SET EXERCISE: Please gather every line of the data below that contains the word "wooden" and copy each one in full. Case counts when matching.

[Collected data entries]
^^^^^^^^

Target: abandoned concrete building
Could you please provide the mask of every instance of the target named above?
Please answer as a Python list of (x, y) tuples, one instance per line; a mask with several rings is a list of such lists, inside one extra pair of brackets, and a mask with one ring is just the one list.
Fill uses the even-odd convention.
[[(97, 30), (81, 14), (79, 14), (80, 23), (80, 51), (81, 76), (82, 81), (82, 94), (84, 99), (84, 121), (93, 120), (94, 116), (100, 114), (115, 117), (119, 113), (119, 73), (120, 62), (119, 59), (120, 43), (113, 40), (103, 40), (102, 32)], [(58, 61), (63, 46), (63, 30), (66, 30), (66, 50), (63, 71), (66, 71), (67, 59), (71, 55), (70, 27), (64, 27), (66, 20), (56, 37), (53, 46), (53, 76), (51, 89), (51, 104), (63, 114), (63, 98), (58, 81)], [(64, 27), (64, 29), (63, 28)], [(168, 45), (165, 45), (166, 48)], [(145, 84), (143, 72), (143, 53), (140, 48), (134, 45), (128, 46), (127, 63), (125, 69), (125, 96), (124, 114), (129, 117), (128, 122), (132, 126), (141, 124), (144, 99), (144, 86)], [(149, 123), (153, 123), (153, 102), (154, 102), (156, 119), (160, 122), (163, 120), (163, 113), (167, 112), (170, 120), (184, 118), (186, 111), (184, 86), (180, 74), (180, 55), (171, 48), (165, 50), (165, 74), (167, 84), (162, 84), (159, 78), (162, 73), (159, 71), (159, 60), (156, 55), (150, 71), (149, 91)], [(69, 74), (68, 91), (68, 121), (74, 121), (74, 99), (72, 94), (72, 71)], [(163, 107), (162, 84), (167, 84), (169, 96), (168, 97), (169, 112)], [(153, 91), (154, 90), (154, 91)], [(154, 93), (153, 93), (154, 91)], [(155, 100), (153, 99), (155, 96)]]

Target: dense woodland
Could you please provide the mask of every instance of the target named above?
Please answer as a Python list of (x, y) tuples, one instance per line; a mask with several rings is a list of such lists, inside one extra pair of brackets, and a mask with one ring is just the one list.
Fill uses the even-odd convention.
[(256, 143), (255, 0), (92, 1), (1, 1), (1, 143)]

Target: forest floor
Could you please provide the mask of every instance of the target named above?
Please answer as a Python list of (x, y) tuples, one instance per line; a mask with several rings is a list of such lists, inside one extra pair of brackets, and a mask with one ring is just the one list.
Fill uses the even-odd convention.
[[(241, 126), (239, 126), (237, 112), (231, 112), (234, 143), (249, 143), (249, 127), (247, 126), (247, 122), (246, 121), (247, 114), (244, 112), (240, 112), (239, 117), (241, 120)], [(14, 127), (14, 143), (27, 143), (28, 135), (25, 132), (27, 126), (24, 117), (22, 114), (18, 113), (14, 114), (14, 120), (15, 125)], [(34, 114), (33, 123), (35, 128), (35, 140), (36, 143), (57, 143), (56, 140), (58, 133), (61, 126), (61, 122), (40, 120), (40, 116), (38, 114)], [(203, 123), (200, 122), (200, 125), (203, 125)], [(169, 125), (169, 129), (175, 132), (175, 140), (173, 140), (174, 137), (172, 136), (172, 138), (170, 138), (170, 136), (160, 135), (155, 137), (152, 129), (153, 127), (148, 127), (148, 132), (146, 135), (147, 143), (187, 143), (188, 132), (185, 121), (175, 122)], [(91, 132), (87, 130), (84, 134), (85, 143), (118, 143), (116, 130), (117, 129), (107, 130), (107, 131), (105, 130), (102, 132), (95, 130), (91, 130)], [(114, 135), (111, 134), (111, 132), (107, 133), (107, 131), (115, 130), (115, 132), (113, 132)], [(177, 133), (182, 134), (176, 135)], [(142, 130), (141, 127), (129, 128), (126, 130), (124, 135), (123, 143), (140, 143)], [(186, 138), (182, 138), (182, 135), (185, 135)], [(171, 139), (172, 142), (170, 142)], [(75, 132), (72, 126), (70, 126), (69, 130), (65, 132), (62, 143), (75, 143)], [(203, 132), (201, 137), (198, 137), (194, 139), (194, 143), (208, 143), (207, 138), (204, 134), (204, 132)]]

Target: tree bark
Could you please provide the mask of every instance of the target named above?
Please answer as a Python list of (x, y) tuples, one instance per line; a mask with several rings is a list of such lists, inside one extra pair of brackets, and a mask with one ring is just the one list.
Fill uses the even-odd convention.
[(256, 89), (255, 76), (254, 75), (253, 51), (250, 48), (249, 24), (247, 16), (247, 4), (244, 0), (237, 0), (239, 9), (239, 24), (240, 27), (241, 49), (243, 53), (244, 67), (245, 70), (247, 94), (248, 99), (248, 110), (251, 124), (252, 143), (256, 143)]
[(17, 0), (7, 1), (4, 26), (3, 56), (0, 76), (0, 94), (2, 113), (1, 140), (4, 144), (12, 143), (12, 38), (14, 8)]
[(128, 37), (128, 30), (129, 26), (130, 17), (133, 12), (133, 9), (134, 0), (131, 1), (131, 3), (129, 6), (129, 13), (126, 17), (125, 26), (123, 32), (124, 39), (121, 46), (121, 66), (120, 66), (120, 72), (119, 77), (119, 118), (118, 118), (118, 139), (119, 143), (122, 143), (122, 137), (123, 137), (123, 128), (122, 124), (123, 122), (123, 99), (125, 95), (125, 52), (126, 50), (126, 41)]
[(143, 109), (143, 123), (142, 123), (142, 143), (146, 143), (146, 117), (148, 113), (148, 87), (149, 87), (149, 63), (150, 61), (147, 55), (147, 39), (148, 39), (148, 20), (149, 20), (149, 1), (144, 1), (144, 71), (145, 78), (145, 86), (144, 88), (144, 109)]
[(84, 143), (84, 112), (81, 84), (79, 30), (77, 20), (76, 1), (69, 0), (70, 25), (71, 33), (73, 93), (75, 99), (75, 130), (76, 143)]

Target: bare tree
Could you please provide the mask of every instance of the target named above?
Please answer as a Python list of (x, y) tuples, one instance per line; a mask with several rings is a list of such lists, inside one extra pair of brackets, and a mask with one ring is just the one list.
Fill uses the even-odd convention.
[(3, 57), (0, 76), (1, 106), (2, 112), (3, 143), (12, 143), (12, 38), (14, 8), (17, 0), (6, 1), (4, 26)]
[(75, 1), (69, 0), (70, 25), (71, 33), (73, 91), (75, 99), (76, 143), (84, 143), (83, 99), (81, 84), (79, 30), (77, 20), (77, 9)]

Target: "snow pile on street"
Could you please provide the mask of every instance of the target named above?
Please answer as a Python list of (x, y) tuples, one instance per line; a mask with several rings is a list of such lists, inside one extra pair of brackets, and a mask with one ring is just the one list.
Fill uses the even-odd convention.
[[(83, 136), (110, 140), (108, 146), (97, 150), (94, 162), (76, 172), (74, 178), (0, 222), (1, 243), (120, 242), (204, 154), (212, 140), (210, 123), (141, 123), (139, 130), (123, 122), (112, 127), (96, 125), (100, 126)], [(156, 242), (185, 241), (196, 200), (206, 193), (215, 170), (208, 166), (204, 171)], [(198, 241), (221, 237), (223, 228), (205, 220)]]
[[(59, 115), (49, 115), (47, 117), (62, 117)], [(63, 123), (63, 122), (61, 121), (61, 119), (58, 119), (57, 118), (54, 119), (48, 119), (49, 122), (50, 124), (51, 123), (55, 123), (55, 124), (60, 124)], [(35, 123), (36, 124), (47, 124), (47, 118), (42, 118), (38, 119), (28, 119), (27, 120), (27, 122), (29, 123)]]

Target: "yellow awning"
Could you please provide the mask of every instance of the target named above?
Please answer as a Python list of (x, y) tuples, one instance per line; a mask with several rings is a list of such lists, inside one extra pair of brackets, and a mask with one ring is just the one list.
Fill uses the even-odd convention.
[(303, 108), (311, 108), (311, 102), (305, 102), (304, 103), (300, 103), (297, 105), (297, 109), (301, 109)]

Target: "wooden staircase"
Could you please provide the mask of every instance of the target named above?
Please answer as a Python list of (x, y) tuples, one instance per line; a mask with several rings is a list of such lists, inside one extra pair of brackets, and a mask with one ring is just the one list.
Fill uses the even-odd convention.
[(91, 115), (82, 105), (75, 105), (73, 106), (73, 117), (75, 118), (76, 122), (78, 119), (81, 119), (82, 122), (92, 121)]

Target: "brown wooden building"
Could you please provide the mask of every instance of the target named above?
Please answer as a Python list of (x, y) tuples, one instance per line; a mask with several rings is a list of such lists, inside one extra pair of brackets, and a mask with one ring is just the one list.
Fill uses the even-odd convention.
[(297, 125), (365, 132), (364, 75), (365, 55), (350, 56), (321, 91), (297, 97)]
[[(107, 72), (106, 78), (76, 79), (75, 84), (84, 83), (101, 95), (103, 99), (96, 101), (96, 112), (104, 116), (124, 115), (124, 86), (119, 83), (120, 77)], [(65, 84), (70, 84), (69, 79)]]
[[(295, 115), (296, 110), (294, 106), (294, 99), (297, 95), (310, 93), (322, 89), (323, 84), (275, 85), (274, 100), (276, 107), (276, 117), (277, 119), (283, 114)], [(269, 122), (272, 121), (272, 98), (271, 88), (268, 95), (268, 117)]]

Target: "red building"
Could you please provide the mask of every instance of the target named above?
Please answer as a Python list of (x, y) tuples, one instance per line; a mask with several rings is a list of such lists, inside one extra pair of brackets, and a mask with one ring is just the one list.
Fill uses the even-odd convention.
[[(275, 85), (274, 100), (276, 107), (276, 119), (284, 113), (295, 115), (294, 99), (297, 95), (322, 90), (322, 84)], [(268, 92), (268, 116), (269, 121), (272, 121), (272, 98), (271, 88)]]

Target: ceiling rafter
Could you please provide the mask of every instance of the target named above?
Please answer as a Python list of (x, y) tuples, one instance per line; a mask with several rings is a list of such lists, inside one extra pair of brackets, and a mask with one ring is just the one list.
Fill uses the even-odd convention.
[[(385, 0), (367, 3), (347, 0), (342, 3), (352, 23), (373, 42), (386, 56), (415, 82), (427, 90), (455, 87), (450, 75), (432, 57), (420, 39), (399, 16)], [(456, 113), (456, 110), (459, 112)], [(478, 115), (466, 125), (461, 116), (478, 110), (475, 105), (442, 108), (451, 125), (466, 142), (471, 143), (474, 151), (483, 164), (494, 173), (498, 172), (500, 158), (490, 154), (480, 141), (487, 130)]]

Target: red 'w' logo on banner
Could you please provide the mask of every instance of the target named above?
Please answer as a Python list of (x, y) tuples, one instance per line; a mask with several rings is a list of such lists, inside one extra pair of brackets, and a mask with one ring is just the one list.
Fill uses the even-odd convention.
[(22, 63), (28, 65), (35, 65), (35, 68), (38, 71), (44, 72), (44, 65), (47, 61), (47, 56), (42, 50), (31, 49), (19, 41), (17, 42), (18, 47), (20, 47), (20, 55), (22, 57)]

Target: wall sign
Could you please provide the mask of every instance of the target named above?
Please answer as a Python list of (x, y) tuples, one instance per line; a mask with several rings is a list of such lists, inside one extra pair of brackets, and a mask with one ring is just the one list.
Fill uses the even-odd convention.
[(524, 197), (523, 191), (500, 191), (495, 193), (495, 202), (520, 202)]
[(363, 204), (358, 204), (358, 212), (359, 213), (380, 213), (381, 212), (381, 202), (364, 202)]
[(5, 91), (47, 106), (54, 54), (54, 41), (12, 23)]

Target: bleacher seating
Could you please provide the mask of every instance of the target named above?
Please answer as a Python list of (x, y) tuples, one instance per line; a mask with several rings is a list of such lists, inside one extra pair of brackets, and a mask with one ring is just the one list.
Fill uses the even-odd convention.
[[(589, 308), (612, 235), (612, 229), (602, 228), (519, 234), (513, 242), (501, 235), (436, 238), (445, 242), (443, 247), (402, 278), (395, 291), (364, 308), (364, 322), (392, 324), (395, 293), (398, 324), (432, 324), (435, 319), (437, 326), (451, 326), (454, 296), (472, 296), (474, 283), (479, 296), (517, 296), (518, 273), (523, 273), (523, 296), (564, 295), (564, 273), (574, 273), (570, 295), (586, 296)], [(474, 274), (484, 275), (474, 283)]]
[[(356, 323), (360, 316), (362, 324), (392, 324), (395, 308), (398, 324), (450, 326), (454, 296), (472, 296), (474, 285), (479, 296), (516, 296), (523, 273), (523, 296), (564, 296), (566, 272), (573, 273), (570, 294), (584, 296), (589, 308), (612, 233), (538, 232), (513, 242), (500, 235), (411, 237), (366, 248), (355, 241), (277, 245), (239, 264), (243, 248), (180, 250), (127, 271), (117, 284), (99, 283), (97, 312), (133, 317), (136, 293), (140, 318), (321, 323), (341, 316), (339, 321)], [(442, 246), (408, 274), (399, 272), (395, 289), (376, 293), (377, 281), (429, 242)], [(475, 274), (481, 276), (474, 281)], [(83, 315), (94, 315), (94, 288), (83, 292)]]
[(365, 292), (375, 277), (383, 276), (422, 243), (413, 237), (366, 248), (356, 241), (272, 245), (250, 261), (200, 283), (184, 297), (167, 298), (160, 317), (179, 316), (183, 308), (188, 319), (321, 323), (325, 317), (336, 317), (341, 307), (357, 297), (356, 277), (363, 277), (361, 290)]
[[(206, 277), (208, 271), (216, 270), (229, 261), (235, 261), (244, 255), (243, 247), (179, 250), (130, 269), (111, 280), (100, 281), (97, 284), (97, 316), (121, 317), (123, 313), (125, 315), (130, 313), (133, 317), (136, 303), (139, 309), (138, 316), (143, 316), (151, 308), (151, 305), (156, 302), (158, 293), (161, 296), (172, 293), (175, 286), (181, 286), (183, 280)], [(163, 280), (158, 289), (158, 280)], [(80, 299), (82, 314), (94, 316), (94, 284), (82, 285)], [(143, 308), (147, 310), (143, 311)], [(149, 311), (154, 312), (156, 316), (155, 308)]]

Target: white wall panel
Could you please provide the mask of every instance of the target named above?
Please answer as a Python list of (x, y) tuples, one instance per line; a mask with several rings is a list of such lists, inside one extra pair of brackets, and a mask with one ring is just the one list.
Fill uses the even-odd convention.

^^^^^^^^

EXPECTED OUTPUT:
Target: "wooden staircase"
Target: "brown wooden building"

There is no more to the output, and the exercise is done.